A further teaching of the invention provides that the drainage element has a hollow body, preferably in the form of a sleeve, in a manner which corresponds to the opening. A further teaching of the invention provides that the hollow body is an erector dowel. The provision of a hollow body ensures that sufficient discharge of the groundwater in the region of the protective element is ensured. A further teaching of the invention provides that at least one hollow body opening is provided in a wall of the hollow body, through which hollow body opening the liquid can pass from the first side into the sleeve. A further teaching of the invention provides that a closure body is provided in and/or in front of the at least one hollow body opening, which closure body is preferably designed in such a way that the hollow body opening can be opened after a limit pressure is exceeded. This can also be a diaphragm.

A further teaching of the invention provides that the protective section has at least one bottom section or has at least one bottom section and at least one wall section. It becomes possible in this way to achieve a particularly high sealing action of the protective element in conjunction with the concrete element.

A further teaching of the invention provides that the protective element has at least one seal which is connected in one piece to the protective section, the connection being gas-tight and liquid-tight.

A further teaching of the invention provides that the at least one drainage element is provided on the at least one bottom section and/or on the at least one wall section.

A further teaching of the invention provides that the single-piece connection of the seal to the protective section is produced by way of injection molding with the at least one plastic. It becomes possible as a result to limit the injection molding substantially to the direct connection of the bottom section to the seal. A liquid-tight and gas-tight connection is produced in a particularly simple way as a result of the single-piece connection of the seal and the connecting elements to the protective section. The injection molding can ensure that the protective elements are produced with a consistently high quality, with the result that, in relation to the finished concrete element, the protective action of the protective element is particularly high and of consistently high quality, independently of the production process of the concrete element. Here, the protective element is formed in such a way that, in relation to the seal, an enclosure of the seal material with the injection molding material is provided, which enclosure is provided at least on three sides.

A further teaching of the invention provides that the bottom section has at least one region in the form of a second made from at least one plastic, that the second section consists substantially of a film, a plate or a web which is preferably connected to connecting elements, and/or that the second section is formed from a further plastic. It is possible as a result to connect at least one prepared section of the protective element to the injection moldable plastic in such a way that a sufficient impermeability of the protective element can be achieved. At the same time, the production costs of the protective element can be lowered in a simple way as a result, since it becomes possible firstly to reduce the injection molding quantity and, as a result, to simplify the production and the injection mold.

Here, injection molding is understood to mean all methods which can be included in injection molding, that is to say methods, in which one or more thermoplastics/thermosets/elastomers, for example as polymers or else monomers, are introduced directly into a mold on their own, individually, one after another or at the same time (for example, overmolding or multiple-component injection molding), or in which monomers are processed which only become polymers in the injection mold (for example, reaction overmolding).
——
● **TASK SET**:
**A.** According to the patent excerpt, what can the hollow body be?
**B.** Please retype the stretch of the patent excerpt from "A further teaching of the invention provides that the bottom" through "the injection mold.".
**C.** Summarize the patent excerpt in two sentences.
The items are not needed for anything here.

● **RECORD SET**:
——
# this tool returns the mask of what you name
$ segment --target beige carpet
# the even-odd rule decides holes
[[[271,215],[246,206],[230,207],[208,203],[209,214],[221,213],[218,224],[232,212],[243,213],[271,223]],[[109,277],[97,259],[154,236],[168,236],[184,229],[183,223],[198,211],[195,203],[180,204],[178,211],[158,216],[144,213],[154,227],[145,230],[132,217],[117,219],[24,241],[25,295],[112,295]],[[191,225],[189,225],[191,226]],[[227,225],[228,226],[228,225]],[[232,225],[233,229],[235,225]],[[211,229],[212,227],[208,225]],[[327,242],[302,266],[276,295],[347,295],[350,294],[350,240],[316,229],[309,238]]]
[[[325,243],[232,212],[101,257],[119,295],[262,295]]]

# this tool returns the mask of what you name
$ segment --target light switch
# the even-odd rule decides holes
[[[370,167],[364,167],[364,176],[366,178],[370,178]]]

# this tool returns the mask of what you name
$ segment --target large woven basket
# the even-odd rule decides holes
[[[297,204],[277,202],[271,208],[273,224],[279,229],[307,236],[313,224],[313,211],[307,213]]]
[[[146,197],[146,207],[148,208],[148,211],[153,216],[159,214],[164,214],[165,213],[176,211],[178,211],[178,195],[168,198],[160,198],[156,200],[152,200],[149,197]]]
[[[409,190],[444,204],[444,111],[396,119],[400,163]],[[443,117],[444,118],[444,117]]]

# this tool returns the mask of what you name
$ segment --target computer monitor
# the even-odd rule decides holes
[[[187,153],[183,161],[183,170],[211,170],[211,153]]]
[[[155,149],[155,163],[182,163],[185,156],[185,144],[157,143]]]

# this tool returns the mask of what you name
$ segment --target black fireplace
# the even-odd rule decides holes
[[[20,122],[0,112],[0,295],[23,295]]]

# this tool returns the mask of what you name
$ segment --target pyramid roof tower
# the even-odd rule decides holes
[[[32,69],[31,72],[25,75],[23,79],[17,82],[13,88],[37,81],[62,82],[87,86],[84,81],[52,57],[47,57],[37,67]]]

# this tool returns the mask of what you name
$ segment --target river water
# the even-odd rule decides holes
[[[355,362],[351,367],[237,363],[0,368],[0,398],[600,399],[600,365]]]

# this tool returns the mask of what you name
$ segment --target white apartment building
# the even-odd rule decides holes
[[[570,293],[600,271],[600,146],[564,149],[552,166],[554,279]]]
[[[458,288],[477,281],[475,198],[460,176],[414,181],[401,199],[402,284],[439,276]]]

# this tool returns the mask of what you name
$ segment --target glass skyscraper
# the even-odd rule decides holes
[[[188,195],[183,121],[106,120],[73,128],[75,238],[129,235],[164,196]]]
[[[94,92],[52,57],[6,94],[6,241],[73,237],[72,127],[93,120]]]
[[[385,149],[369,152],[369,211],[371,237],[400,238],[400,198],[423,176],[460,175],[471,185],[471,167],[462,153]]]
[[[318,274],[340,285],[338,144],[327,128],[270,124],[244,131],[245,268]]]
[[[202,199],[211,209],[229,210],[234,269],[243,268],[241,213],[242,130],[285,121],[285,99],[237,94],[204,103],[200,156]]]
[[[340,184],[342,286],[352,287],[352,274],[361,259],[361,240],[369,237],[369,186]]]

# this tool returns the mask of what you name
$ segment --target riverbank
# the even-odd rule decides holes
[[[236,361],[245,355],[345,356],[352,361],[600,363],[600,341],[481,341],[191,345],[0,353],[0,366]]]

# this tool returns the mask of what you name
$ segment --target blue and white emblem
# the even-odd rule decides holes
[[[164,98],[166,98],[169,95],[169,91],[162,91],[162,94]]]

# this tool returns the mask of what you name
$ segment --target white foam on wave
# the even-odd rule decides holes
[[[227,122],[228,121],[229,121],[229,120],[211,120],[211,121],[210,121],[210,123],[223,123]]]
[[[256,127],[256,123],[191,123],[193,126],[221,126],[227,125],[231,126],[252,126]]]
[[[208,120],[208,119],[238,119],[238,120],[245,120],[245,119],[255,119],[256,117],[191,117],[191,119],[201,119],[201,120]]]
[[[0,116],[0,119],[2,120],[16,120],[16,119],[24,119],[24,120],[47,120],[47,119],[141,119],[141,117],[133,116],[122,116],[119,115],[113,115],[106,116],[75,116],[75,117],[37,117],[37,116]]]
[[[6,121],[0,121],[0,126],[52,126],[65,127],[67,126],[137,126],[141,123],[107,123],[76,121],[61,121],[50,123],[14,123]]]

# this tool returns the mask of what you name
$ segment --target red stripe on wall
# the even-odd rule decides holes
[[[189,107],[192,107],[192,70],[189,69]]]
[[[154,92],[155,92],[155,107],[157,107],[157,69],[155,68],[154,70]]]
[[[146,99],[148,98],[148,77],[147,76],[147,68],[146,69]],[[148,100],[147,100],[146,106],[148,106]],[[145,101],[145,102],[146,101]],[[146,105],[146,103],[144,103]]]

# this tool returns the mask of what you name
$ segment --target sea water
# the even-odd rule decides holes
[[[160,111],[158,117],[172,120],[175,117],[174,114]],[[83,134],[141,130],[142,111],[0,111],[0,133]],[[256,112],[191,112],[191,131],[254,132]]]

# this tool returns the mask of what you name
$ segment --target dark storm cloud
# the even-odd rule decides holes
——
● **RESULTS FOR THE EXERCISE**:
**A.** An erector dowel.

**B.**
A further teaching of the invention provides that the bottom section has at least one region in the form of a second made from at least one plastic, that the second section consists substantially of a film, a plate or a web which is preferably connected to connecting elements, and/or that the second section is formed from a further plastic. It is possible as a result to connect at least one prepared section of the protective element to the injection moldable plastic in such a way that a sufficient impermeability of the protective element can be achieved. At the same time, the production costs of the protective element can be lowered in a simple way as a result, since it becomes possible firstly to reduce the injection molding quantity and, as a result, to simplify the production and the injection mold.

**C.** The patent excerpt describes a protective element used with a concrete element, with a drainage element on a bottom or wall section that can be a hollow body such as a sleeve. Its seal is joined in one piece to the protective section by injection molding for a gas-tight and liquid-tight connection, and part of the bottom section can be a film, plate or web that reduces the injection molding quantity and lowers production costs.